--- Problem requirements ---
Starting with the line containing "# locate cloud" and going on through the line containing "(1195, 763)", write out every line again, scaling each point coordinate by 2.55 and rounding it to a whole number, with halves rounded up. Keep all other lines unchanged, and leave the pictures out.

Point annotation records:
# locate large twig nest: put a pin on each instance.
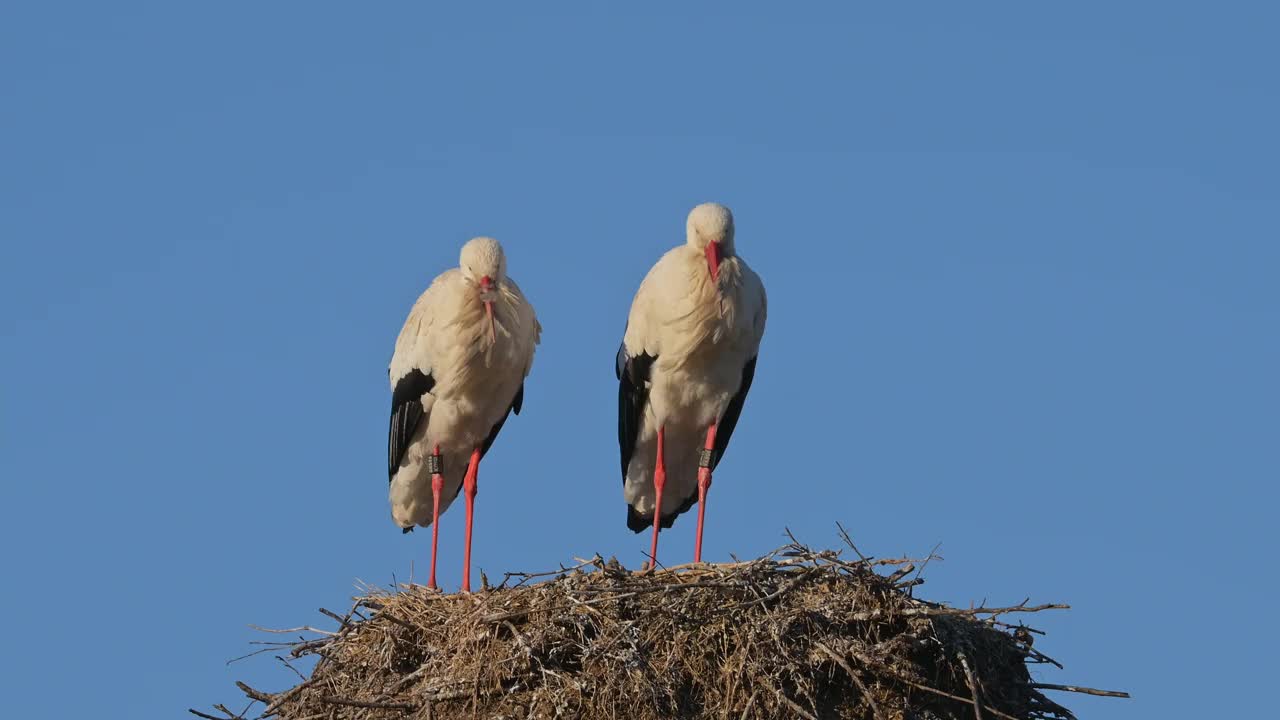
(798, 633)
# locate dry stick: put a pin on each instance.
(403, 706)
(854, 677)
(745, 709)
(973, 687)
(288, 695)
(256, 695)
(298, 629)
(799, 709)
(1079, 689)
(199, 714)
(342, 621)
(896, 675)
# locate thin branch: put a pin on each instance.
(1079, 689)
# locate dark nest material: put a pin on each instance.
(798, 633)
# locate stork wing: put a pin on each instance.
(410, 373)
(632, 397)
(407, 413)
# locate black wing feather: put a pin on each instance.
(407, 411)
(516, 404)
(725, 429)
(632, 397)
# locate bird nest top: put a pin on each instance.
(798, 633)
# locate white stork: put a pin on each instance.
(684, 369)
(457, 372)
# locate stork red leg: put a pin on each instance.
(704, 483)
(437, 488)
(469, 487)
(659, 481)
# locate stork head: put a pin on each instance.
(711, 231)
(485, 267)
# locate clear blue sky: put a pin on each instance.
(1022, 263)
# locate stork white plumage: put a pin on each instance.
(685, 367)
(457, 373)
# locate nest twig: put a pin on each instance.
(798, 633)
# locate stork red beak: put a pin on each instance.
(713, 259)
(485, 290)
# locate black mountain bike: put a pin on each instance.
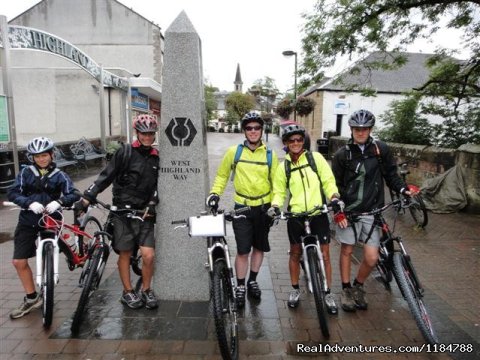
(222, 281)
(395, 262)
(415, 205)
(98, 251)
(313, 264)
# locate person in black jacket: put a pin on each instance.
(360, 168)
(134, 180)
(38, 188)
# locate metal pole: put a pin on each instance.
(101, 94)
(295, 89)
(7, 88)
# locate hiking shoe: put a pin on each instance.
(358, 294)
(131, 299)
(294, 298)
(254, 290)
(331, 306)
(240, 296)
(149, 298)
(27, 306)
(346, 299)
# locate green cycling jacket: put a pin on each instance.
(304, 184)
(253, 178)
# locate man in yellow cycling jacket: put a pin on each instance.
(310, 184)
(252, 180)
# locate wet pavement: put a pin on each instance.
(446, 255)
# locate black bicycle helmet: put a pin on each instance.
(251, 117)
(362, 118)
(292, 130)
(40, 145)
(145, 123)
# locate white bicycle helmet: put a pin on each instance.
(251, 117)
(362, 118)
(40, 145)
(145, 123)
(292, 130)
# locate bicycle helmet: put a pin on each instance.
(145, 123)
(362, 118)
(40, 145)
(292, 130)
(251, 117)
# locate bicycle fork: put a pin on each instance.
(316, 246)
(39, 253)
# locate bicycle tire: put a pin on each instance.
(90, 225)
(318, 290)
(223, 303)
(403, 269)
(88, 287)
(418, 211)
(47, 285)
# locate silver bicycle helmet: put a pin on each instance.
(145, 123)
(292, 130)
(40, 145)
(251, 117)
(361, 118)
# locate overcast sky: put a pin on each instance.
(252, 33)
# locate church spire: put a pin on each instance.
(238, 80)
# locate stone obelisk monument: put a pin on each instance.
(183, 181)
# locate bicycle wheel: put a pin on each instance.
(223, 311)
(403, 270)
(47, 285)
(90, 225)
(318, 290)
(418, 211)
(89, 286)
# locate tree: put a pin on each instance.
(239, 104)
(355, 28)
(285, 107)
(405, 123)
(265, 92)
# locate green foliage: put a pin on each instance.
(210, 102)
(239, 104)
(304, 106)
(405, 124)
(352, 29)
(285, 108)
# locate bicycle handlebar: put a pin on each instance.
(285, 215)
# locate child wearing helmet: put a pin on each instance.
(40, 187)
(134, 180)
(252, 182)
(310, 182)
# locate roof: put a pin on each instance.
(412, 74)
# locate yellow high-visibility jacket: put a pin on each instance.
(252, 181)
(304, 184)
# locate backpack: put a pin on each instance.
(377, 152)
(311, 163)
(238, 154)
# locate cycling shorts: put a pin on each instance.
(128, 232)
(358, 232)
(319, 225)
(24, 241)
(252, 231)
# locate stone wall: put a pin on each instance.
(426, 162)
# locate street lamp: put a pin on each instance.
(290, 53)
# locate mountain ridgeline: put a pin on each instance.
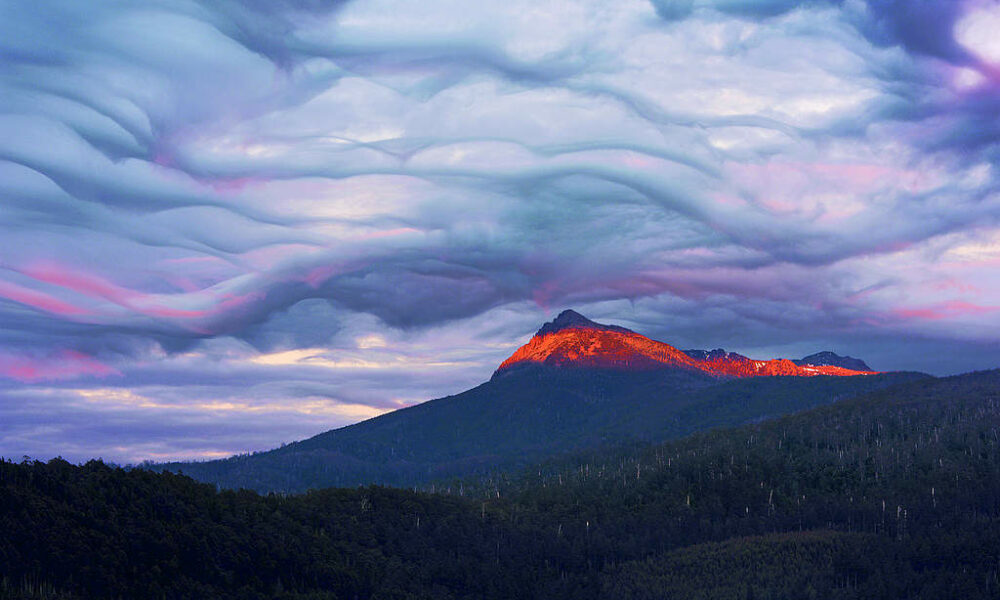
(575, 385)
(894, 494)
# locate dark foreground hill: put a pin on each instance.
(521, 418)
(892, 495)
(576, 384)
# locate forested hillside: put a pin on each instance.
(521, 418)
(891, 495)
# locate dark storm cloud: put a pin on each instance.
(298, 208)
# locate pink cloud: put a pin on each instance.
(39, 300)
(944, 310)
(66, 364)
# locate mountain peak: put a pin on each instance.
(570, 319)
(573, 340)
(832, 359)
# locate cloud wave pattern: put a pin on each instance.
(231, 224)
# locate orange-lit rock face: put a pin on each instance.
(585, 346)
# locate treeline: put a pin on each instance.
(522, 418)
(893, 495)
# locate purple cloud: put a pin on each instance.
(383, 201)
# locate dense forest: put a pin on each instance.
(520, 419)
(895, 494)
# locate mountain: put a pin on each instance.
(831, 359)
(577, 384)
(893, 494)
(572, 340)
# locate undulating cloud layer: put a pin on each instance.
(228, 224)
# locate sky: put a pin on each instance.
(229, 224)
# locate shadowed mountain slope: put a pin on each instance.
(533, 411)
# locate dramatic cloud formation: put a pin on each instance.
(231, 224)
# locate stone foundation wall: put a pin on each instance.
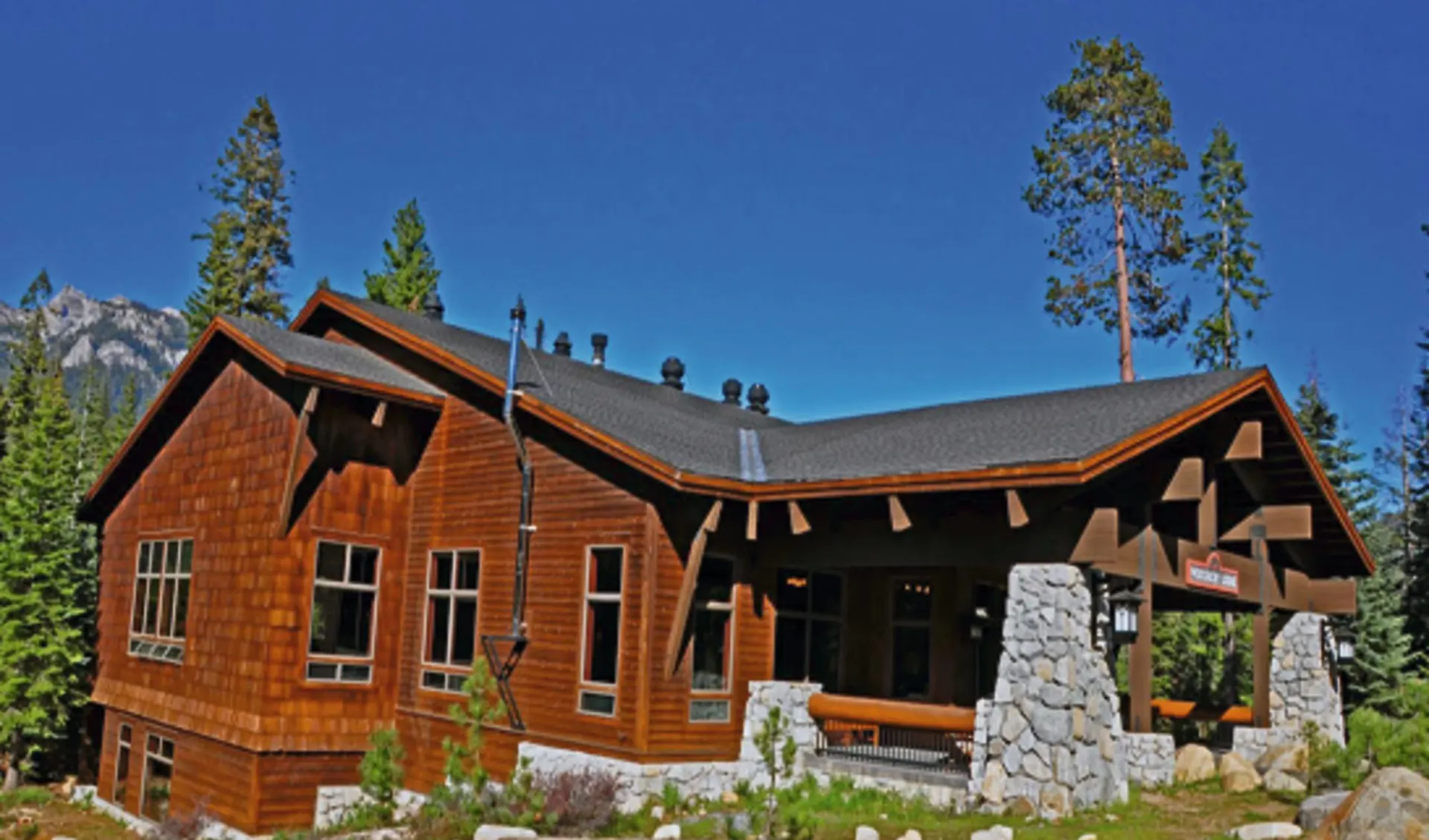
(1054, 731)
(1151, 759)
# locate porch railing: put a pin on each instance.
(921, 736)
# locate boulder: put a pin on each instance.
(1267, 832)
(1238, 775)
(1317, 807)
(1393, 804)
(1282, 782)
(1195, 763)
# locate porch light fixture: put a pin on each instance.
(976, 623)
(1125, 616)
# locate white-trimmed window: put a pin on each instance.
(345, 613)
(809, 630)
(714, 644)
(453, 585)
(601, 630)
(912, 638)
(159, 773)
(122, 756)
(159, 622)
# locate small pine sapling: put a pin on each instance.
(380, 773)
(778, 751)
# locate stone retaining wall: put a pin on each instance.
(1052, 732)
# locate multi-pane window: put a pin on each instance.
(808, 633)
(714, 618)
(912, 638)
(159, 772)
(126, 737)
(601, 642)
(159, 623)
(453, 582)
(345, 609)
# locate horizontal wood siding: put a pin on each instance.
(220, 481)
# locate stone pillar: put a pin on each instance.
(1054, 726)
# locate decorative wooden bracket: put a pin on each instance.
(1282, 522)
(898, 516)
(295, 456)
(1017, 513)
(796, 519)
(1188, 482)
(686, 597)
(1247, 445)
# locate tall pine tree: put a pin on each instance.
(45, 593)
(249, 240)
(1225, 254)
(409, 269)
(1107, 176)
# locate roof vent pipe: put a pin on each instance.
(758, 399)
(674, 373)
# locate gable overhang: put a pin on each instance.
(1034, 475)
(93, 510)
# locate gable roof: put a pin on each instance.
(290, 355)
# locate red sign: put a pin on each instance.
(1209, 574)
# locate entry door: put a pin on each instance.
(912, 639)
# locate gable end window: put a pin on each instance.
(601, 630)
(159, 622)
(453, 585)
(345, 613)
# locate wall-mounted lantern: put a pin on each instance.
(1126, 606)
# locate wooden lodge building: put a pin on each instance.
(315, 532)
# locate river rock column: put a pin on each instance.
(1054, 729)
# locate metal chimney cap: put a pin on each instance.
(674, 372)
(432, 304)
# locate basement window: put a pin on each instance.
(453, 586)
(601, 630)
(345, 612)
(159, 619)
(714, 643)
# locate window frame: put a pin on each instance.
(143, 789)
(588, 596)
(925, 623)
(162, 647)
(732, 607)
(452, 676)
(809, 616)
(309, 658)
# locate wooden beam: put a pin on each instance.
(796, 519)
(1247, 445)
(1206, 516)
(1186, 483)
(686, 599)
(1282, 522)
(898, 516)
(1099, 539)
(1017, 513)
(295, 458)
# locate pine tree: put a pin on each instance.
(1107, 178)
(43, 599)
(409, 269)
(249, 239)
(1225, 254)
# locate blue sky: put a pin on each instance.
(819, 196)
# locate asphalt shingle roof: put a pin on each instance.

--- The output ---
# locate cloud wave pattern: put a pin on each instance.
(589, 571)
# locate orange-lit rock face: put a pin on each instance.
(1492, 882)
# locate treeline: put a pin on each instance.
(1331, 1066)
(2277, 1262)
# locate purple cloud: put a pin on each instance.
(977, 513)
# locate dense forest: put a pin on each instance.
(1326, 1068)
(2282, 1260)
# locate mountain: put a pin on each instance.
(2119, 915)
(1471, 979)
(2277, 1260)
(1459, 867)
# locate undulating cloud layer: put a pin on each instance.
(581, 571)
# locate sky: put a pin on each instance.
(584, 571)
# locate shadowed mountain slope: put a pin on each instance.
(1359, 1048)
# locate dramatic cloud formation: put a pin on each instance.
(589, 571)
# locate stone foundation wall: put a pin on each instance.
(2688, 1864)
(2935, 1935)
# locate porch railing: put a pin on each instance.
(2349, 1877)
# locate boulder: put a pin on each instance.
(3231, 2122)
(3157, 1976)
(3358, 2058)
(3552, 2050)
(3269, 1994)
(3047, 1946)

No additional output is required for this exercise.